■ Questions on the material:
(A) In the article on the petition to delist southern resident killer whales, how many of the whales were there when the U.S. listed them as endangered in 2005?
(B) Continue the article on the petition to delist southern resident killer whales from the point where it stops.

───── Text under study ─────

Farmers in California want killer whales that ply the waters between British Columbia and the U.S. to be removed from the endangered-species list, saying regulations to protect salmon the mammals eat are creating a huge economic burden.

The agricultural industry is being represented by the Pacific Legal Foundation, which has persuaded the National Oceanic and Atmospheric Administration to review whether southern resident killer whales should be delisted.

NOAA said a petition filed on behalf of two farms and the Center for Environmental Science and Reliability presents new information from scientific journals that claim the whales are genetically linked to a much larger population and therefore are not in danger of extinction.

Damien Schiff, a lawyer for the legal foundation, said southern resident killer whales are no different from orcas around the world but U.S. government regulators invented a new sub-category of orca in the Pacific Northwest in order to label them endangered.

Scientists believe there are about 86 southern resident killer whales, which were listed as endangered by the U.S. in 2005 when there were 89 of them, according to NOAA.

"The federal government should continue to look at the killer whale as a single worldwide species," Mr. Schiff said.

He said listing the whales as endangered under the federal Endangered Species Act meant cutbacks in irrigation to protect fish, but farmers are finding it difficult to expand operations because of the lack of water.

"The most significant reduction was in 2009 and those water deliveries were reduced in part because of the endangered-species protection for this particular population of orca whales," he said.

"At this point, [the farmers] are concerned about their financial future, which is dependent principally on water they've already contracted for."

Southern resident killer whales spend much of the year in the Strait of Georgia, the Strait of Juan de Fuca and Puget Sound in Washington and also feed on salmon in California rivers in winter.

───── Extracted material ─────

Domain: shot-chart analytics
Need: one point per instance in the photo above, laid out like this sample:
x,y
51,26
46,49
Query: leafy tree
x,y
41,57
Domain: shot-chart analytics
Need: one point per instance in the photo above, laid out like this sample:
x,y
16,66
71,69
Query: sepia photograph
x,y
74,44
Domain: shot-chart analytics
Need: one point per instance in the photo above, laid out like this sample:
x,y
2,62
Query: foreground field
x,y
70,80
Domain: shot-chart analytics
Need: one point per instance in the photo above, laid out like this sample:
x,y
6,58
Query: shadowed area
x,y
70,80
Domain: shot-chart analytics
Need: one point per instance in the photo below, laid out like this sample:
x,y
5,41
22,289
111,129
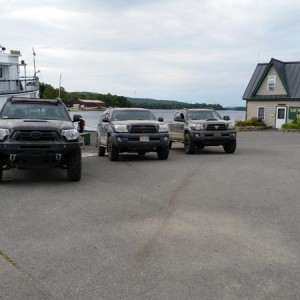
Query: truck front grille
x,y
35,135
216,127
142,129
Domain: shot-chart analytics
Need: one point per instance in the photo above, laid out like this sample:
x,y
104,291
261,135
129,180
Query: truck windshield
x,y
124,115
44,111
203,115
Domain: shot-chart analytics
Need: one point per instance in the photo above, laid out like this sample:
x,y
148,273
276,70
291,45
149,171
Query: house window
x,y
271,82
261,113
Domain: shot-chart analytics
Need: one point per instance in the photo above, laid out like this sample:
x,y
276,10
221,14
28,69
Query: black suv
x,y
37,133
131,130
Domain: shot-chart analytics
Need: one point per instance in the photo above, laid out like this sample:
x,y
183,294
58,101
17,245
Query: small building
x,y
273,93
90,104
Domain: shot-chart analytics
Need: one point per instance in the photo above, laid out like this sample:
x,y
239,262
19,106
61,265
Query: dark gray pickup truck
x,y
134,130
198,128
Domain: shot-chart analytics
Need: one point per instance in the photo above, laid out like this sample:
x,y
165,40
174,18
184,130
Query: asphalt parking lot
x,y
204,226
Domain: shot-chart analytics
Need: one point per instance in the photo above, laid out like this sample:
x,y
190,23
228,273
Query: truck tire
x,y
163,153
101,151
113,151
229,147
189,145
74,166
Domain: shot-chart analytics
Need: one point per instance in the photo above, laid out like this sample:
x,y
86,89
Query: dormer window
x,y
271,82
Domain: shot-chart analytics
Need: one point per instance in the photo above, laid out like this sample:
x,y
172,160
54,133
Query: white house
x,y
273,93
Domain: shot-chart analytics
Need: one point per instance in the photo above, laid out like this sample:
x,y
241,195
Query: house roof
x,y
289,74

─────

■ Task results:
(A) There were 89 of them.

(B)
Mr. Schiff said that while there are biological and behavioural differences in whales such as hunting practices and vocalizations, the southern resident killer whales should not be protected as an "alleged subspecies of North Pacific killer whales."

"It's not about pitting whales against human beings," he said of the petition. "Rather, it's about a balanced environmental regulation because even if the killer whale is removed from the endangered species list, it will continue to be protected under other federal laws."

The Marine Mammal Protection Act, for example, makes it illegal to harm, capture or kill whales.

Michael Healey, a retired marine biologist and professor emeritus at the University of British Columbia, said the petition appears to be part of the long history of limited water supply issues in California.

"About 75 per cent of the available supply is used for agriculture and there are continual and never-ending battles about who's going to get the water," he said.

"There have been numerous law cases concerning the protection of aquatic species and in recent years, decisions by the courts to demand that more water be left in rivers for fish and other aquatic organisms. So this is a much bigger issue, particularly in California, than it is [in British Columbia]."

Canada listed the southern resident killer whale as endangered under the Species At Risk Act in 2003.